▸ **WHAT NEEDS TO BE DONE**: Go through the data and report each line that holds the string "gray".

┄┄┄┄┄┄┄┄┄┄┄┄┄┄┄┄┄┄┄┄

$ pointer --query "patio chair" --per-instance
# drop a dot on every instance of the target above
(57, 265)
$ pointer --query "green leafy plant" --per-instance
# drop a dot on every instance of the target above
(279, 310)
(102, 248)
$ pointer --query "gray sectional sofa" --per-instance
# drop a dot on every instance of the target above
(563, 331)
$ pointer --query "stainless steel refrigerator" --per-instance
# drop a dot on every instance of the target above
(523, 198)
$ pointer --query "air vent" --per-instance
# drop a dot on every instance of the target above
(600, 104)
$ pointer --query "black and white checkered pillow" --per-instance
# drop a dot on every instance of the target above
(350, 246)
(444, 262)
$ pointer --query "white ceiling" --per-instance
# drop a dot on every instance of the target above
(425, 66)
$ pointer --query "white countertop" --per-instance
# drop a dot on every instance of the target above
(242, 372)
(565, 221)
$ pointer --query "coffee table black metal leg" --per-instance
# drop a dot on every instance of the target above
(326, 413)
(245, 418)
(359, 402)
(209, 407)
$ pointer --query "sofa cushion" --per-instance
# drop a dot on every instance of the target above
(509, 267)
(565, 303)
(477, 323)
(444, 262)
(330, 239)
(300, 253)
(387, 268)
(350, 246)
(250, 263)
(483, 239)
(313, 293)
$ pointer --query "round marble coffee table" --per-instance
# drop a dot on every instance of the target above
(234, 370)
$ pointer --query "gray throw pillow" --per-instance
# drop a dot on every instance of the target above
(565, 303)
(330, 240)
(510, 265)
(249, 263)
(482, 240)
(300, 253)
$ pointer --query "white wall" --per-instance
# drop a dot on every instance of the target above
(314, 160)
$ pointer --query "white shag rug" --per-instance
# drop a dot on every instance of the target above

┄┄┄┄┄┄┄┄┄┄┄┄┄┄┄┄┄┄┄┄

▸ **RESPONSE**:
$ pointer --query "gray sectional sofa" --per-instance
$ pointer --query "gray throw pillow" --per-instance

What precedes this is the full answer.